◆ Records for this exercise:
---

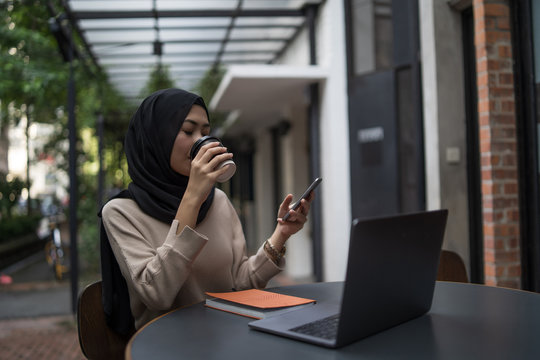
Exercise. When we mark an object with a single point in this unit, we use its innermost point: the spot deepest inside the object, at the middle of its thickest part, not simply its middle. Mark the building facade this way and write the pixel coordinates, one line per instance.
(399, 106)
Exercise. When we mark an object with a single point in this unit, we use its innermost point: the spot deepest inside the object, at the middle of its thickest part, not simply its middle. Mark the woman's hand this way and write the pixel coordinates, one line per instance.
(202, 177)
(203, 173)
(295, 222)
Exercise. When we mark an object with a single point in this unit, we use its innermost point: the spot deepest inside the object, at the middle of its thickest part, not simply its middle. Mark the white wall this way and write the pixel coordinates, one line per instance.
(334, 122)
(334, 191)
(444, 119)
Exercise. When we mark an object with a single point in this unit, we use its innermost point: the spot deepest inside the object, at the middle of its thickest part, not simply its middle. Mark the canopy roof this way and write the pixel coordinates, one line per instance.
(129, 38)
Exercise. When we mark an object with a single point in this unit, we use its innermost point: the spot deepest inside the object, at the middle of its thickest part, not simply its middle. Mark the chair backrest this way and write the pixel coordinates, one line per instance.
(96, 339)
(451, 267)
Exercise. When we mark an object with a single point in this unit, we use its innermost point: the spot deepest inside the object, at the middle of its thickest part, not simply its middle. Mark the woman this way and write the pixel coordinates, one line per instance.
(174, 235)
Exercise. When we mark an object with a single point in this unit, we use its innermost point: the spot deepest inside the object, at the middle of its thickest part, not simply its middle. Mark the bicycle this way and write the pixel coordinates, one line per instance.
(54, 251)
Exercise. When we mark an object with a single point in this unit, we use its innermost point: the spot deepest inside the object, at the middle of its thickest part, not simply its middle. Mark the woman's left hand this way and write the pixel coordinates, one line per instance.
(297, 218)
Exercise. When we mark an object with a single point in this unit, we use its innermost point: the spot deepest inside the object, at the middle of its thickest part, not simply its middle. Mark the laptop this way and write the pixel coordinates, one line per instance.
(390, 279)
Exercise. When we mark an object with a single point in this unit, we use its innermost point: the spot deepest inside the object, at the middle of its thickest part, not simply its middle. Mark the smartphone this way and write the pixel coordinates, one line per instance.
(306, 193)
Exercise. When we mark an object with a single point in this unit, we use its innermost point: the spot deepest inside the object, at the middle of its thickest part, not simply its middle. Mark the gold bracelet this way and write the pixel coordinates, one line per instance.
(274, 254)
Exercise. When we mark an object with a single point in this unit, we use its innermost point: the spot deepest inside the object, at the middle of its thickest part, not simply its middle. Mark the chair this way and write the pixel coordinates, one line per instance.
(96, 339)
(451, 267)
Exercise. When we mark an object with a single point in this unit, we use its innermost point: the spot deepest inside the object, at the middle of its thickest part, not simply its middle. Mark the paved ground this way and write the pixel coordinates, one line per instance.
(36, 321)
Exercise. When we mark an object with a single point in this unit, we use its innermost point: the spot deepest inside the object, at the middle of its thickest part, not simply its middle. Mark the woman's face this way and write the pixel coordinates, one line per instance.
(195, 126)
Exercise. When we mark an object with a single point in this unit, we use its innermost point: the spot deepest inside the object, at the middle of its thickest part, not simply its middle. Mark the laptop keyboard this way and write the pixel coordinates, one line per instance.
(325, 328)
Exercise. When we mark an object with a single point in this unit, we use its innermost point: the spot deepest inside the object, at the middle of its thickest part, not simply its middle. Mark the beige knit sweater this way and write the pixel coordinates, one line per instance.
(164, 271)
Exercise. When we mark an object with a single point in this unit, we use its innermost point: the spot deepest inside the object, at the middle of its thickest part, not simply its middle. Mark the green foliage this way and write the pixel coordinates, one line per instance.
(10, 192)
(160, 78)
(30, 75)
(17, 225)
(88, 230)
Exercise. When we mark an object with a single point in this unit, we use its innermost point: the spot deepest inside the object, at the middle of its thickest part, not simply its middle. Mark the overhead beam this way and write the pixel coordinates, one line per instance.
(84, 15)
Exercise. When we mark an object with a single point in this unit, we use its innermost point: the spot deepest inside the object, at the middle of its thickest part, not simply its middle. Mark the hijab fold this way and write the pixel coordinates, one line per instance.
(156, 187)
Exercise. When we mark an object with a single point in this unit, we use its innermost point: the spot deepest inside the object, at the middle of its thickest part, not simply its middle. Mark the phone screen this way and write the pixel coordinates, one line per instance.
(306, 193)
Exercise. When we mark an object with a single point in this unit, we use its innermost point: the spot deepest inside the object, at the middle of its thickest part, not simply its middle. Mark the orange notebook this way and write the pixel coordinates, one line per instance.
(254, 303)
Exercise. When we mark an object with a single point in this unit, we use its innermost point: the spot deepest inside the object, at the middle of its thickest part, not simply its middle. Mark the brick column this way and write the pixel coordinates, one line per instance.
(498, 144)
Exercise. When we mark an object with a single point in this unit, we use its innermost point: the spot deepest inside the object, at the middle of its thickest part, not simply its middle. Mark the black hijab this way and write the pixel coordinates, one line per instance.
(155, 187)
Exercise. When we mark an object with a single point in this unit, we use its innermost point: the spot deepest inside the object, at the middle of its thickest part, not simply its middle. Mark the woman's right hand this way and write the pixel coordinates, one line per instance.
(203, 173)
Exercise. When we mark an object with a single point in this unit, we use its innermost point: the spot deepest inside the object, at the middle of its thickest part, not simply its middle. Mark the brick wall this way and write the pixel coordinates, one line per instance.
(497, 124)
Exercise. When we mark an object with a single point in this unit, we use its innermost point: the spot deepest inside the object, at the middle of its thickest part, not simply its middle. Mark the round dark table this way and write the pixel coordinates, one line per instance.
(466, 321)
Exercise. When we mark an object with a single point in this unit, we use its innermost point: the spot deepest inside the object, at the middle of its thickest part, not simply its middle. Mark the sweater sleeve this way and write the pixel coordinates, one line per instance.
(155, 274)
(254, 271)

---

◆ Task instructions:
Take the listing above and retype it exactly. Its pictures are to be omitted.

◆ Exercise response:
Exercise. When we mark an object with a single point in this unit, we use its innermost point: the spot deepest inside the object, at the middle of its thickest part, not simply its middle. Mark the building facade this way and write the pixel coordinates, one line per instance.
(399, 106)
Exercise. When we mark an object with a single point in this unit, we use its innermost point: the spot deepest inside the object, at the middle of its thickest part, not simply its middle. Mark the woman's hand this way and write the pixel coordinates, one line per instance.
(202, 177)
(203, 173)
(295, 222)
Exercise. When we mark an object with a single point in this unit, we use its innermost point: the spot deepest inside the object, at the middle of its thickest part, not simply its middle. Mark the white wall this way and write the pixel coordinates, one line per instance.
(334, 122)
(334, 191)
(444, 119)
Exercise. When we mark an object with a single point in this unit, we use its innermost point: the spot deepest inside the object, at the middle of its thickest part, not simply its middle. Mark the canopy roof this way and write the pixel coordinates, one line per instance.
(129, 38)
Exercise. When we mark an object with a single point in this unit, we use its innermost point: the spot deepest inside the object, at the middle of its thickest part, not simply its middle. Mark the chair backrest this way and write the pixel coordinates, one line per instance.
(96, 339)
(451, 267)
Exercise. When we mark an object with a single point in this unit, we use its innermost point: the spot deepest inside the object, at the middle of its thickest part, not simply its middle. Mark the woman this way and write the pixel coordinates, one line per instance.
(174, 235)
Exercise. When we mark an object with a single point in this unit, we use its innermost point: the spot deepest inside the object, at the middle of its thickest part, not simply its middle. Mark the bicycle this way and write the pixel coordinates, one line per instance.
(54, 251)
Exercise. When we mark an object with a single point in this unit, we use its innermost point: the spot deepest inside the object, at the middle of its thickest part, not simply its middle. Mark the woman's left hand this way and write the pixel coordinates, one line per instance.
(297, 218)
Exercise. When we mark an object with a single point in this unit, we use its innermost point: the spot deepest inside the object, at the middle of its thickest part, not simply its middle. Mark the laptop this way and write the pixel coordinates, one line per instance.
(390, 279)
Exercise. When we mark an object with a single point in this unit, we use its innermost point: the spot deepest inside the object, at the middle of its thickest part, not simply its middle. Mark the smartphone this way and write the pixel coordinates, one line per instance.
(306, 193)
Exercise. When we mark an object with a single point in this unit, we use its innermost point: the spot deepest inside the object, at the middle of its thickest part, not simply its middle. Mark the gold bracelet this way and write the pixel coordinates, one line per instance.
(274, 254)
Exercise. When we mark an object with a single point in this unit, we use its innermost point: the spot deepest inside the object, at the middle of its thickest part, not simply its middle. Mark the chair this way and write the pixel coordinates, one line per instance.
(96, 339)
(451, 267)
Exercise. When we mark an object with a single point in this unit, we use its innermost point: the spot deepest inside the object, at the middle of its thickest part, not simply its middle. Mark the paved ground this way and write the pixel coordinates, one line per instance.
(36, 321)
Exercise. When we mark an object with a single point in this unit, we use its innermost point: the spot deepest inside the object, at the middle of its thickest part, not simply its middle. Mark the woman's face this way and write the pixel coordinates, one line per instance.
(195, 126)
Exercise. When we mark an object with a single point in this unit, we use its innermost point: the spot deepest inside the object, at the middle of its thickest part, not simply its middle. Mark the laptop keyboard this way and write the pixel coordinates, one line per instance.
(325, 328)
Exercise. When we mark an object with a single point in this unit, we use its innermost point: the spot deepest inside the object, at the middle of its thickest part, not simply its middle. Mark the beige knit sweater this way and write the pixel coordinates, one line per instance.
(164, 271)
Exercise. When we mark an object with a single point in this unit, we use its innermost point: the spot deepest inside the object, at the middle of its thickest part, not simply its middle. Mark the green foliage this way and write the pixel coordinates, one line per instance.
(10, 192)
(160, 78)
(30, 75)
(17, 225)
(88, 230)
Exercise. When we mark an object with a single point in this unit, we use its innermost point: the spot deepest inside the object, at the middle of its thickest part, not simply its middle. Mark the overhead beam this way and write the pixel coordinates, one line per instance.
(84, 15)
Exercise. When we mark an object with a single point in this unit, we use its innermost point: the spot deepest inside the object, at the middle of its thickest part, not simply its middle. Mark the hijab fold this way and write the pixel coordinates, one line per instance.
(156, 187)
Exercise. When we mark an object with a single point in this unit, we use its innermost point: the spot deepest inside the object, at the middle of its thickest part, not simply its middle. Mark the phone screen this way and write the pixel coordinates, one line per instance.
(306, 193)
Exercise. When we mark an object with a single point in this unit, we use its innermost point: the spot deepest inside the object, at the middle of its thickest part, not simply its middle. Mark the orange notebook this way and write the pixel coordinates, one line per instance.
(254, 303)
Exercise. When we mark an object with a single point in this unit, we use its innermost point: the spot deepest inside the object, at the middle of its thickest part, not simply its middle. Mark the brick column this way and write the pixel coordinates, one line per instance.
(498, 144)
Exercise. When we mark an object with a single point in this unit, we use its innermost point: the spot deepest inside the object, at the middle of its thickest part, not simply its middle. Mark the black hijab this way and write the pixel coordinates, one line per instance.
(155, 187)
Exercise. When we mark an object with a single point in this unit, we use its innermost point: the spot deepest inside the object, at the middle of its thickest part, not simply its middle. Mark the woman's right hand this way and write the pixel coordinates, one line per instance.
(203, 173)
Exercise. When we mark an object with a single point in this unit, we use its innermost point: the spot deepest inside the object, at the middle of its thickest part, not simply its middle. Mark the brick wall this way and write the pixel coordinates, one line per instance.
(497, 124)
Exercise. When we mark an object with a single point in this unit, we use its innermost point: the spot deepest inside the object, at the middle of its thickest part, not simply its middle. Mark the round dark table this way and write the pixel coordinates, one line per instance.
(466, 321)
Exercise. When we mark an object with a single point in this unit, we use its innermost point: the spot deepest inside the object, at the middle of its thickest part, not simply its middle. Mark the sweater sleeve this way and write the pixel coordinates, one line per instance.
(155, 274)
(254, 271)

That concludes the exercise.